Exercise objective
Answer with nothing except the number of lines in the listing that include the word "below".

_____

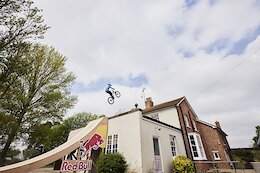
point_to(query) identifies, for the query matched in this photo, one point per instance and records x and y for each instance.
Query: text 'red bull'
(94, 142)
(76, 166)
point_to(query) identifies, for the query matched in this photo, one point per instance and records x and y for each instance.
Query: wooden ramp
(57, 153)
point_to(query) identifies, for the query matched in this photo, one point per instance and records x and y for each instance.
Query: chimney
(218, 124)
(148, 102)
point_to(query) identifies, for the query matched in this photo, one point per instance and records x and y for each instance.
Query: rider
(109, 86)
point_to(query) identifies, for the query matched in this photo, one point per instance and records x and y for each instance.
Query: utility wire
(229, 71)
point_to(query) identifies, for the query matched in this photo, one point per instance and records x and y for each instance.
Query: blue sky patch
(240, 46)
(100, 84)
(174, 31)
(217, 45)
(190, 3)
(188, 54)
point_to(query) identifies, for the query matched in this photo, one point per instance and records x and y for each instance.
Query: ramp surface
(57, 153)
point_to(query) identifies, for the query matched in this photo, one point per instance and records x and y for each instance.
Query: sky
(206, 50)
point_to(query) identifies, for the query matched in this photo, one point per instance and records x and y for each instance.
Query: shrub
(114, 162)
(182, 164)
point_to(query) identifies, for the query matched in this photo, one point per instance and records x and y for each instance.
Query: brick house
(206, 144)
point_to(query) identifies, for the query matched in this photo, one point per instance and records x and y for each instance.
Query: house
(205, 144)
(151, 138)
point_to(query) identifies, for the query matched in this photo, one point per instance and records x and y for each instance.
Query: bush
(182, 164)
(113, 162)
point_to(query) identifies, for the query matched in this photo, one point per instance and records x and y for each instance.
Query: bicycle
(115, 94)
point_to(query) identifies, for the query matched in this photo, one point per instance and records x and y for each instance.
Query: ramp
(57, 153)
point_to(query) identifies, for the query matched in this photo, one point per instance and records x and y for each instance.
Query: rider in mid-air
(109, 86)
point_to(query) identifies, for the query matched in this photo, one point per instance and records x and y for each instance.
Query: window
(112, 143)
(197, 149)
(115, 140)
(155, 116)
(186, 121)
(194, 125)
(156, 147)
(109, 144)
(216, 155)
(173, 145)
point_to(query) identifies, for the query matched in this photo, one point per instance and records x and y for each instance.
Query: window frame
(195, 125)
(196, 146)
(112, 144)
(155, 116)
(186, 121)
(214, 155)
(173, 141)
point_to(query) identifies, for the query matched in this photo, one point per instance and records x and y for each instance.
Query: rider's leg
(110, 93)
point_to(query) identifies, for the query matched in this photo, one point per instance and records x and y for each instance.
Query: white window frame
(197, 147)
(115, 143)
(186, 121)
(216, 155)
(155, 116)
(112, 144)
(109, 144)
(173, 145)
(194, 125)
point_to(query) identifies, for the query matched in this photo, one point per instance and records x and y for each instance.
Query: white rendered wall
(150, 129)
(129, 140)
(168, 116)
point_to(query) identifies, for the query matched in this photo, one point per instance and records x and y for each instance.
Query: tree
(256, 137)
(39, 92)
(80, 120)
(182, 164)
(113, 162)
(19, 23)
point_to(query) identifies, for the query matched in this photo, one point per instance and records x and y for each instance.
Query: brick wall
(213, 139)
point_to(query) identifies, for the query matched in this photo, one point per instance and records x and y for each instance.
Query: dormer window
(186, 121)
(194, 125)
(155, 116)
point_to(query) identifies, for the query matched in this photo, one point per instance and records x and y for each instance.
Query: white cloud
(107, 39)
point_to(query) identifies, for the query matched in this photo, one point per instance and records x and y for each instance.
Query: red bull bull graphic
(94, 142)
(78, 165)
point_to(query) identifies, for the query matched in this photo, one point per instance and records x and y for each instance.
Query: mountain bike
(115, 94)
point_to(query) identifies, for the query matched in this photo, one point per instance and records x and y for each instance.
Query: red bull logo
(94, 142)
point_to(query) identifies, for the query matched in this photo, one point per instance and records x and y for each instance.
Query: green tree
(38, 92)
(257, 136)
(80, 120)
(182, 164)
(19, 23)
(114, 162)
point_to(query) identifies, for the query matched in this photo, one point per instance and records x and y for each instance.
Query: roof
(160, 122)
(125, 113)
(212, 126)
(174, 103)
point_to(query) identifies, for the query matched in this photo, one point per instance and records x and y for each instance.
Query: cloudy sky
(206, 50)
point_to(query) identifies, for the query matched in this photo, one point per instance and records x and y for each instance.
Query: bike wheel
(110, 100)
(117, 94)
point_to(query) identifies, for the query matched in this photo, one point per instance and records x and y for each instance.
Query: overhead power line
(229, 71)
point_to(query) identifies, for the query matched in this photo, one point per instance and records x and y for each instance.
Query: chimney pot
(148, 102)
(218, 124)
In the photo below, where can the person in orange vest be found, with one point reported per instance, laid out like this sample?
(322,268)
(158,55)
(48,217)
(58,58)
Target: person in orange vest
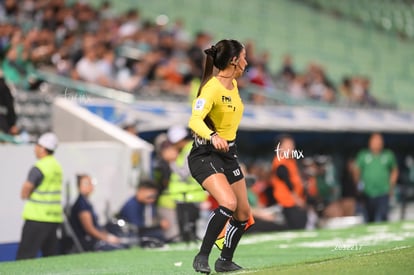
(288,189)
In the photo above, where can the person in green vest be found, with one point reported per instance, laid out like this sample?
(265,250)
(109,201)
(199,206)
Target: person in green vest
(43,212)
(179,202)
(376,171)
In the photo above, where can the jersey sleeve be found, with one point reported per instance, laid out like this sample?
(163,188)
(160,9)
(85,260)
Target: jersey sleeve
(202,105)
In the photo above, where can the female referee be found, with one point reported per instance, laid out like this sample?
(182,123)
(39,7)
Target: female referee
(216,114)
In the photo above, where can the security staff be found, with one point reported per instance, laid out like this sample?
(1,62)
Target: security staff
(43,209)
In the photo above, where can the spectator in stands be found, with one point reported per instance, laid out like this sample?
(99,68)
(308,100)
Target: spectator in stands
(141,211)
(376,172)
(8,116)
(196,52)
(84,220)
(43,211)
(288,188)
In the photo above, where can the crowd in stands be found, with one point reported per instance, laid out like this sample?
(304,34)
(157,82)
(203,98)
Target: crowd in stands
(144,57)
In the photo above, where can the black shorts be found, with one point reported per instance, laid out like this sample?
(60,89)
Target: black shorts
(205,160)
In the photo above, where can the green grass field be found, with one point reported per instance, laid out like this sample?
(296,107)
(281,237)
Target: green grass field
(373,249)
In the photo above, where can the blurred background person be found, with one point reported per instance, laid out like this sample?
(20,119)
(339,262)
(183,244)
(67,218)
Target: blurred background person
(376,173)
(43,211)
(8,116)
(84,220)
(141,211)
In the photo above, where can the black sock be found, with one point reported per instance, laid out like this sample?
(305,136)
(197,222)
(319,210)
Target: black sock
(216,222)
(234,231)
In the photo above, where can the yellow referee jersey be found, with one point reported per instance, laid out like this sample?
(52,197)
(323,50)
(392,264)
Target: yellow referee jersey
(223,106)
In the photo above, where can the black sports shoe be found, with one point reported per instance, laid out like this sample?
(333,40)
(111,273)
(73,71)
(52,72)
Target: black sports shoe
(200,264)
(226,266)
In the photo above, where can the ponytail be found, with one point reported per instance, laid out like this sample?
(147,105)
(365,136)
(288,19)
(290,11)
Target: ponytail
(207,74)
(208,67)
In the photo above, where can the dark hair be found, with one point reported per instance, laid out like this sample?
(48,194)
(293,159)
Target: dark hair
(219,56)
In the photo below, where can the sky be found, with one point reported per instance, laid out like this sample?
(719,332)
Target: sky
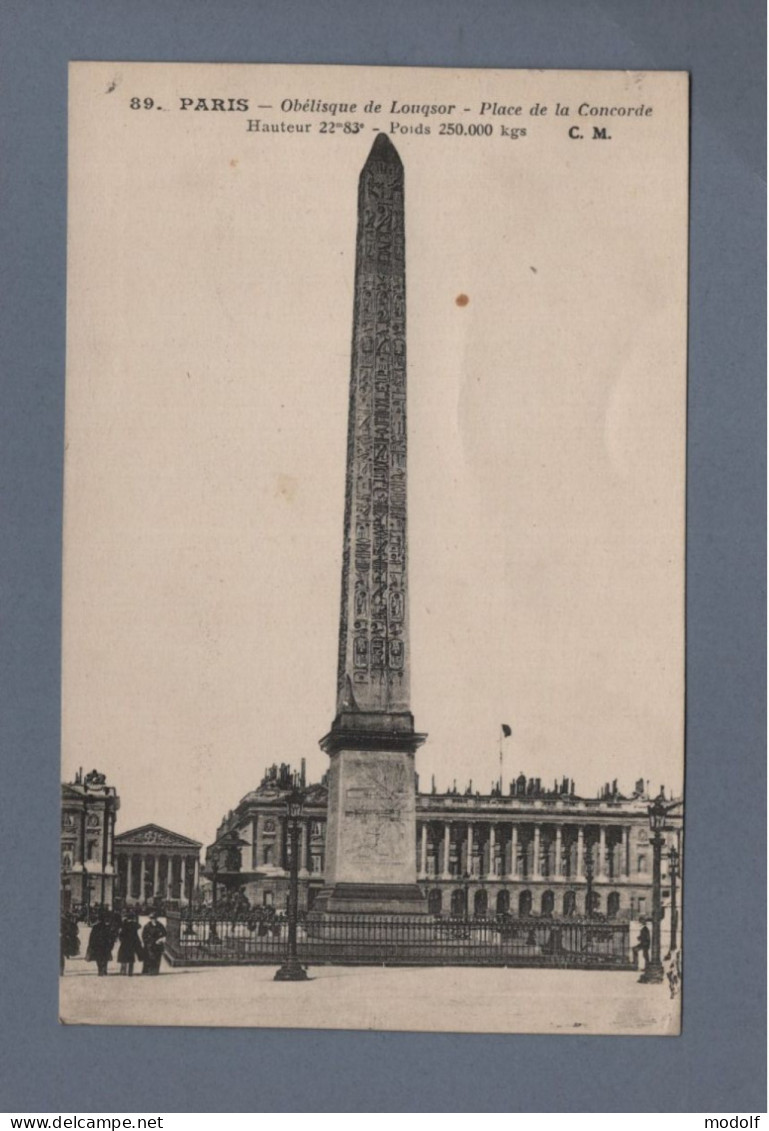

_____

Your response
2